__To do__: Please pull out every line in the entries below that contains the string "grass". Case counts.

........

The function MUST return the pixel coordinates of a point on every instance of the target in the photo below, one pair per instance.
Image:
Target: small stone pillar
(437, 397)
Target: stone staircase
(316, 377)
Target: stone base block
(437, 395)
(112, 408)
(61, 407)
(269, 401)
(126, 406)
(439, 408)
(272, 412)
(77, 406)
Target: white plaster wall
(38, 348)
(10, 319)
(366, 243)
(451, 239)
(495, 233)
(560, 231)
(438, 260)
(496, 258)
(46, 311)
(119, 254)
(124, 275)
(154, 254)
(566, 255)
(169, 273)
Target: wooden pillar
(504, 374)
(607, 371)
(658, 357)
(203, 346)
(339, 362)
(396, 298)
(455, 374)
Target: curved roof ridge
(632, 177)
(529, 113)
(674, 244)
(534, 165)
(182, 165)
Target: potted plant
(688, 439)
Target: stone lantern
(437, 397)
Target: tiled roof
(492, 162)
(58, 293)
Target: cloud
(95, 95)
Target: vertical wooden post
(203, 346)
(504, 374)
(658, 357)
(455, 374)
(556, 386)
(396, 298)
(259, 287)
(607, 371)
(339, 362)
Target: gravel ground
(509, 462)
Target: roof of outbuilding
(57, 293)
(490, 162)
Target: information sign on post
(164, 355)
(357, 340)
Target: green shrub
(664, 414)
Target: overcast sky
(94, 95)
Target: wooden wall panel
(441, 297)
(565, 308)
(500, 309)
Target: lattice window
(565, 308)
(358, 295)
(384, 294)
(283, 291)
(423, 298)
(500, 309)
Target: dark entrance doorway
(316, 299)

........

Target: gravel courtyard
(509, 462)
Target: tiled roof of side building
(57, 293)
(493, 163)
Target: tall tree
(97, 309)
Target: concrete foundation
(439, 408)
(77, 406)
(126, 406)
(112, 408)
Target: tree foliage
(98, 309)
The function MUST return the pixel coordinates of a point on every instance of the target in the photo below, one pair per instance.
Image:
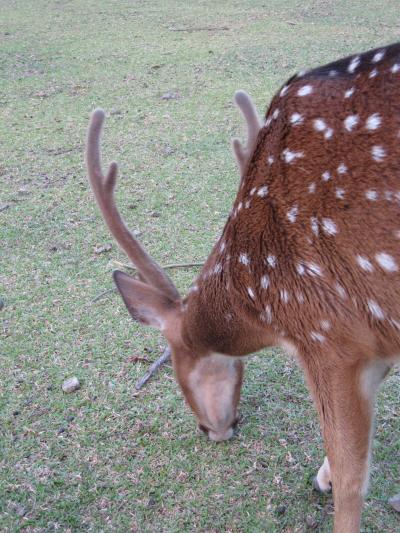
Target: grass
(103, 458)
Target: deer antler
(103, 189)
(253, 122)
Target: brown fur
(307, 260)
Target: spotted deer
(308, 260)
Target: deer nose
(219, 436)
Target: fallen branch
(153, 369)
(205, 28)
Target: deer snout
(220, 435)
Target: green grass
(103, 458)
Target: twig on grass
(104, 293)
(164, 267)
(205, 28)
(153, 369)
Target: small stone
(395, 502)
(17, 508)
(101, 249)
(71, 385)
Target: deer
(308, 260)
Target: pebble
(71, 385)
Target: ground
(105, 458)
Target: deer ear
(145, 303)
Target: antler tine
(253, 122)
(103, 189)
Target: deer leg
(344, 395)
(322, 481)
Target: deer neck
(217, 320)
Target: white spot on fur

........

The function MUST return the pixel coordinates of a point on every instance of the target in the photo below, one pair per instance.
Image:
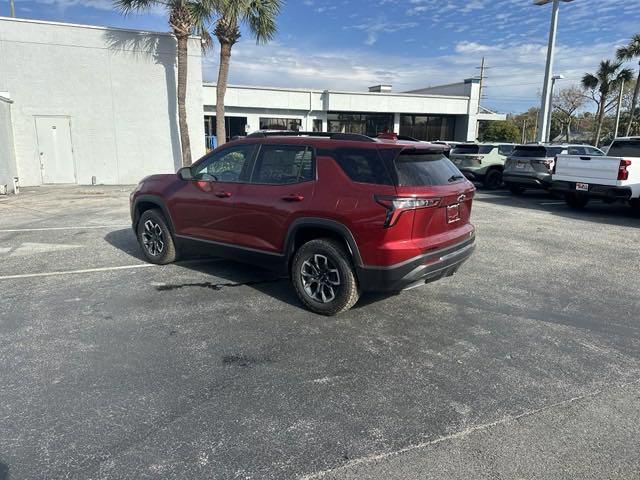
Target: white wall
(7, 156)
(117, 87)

........

__Response for this exercise__:
Target: grass
Target: green grass
Target: twig on grass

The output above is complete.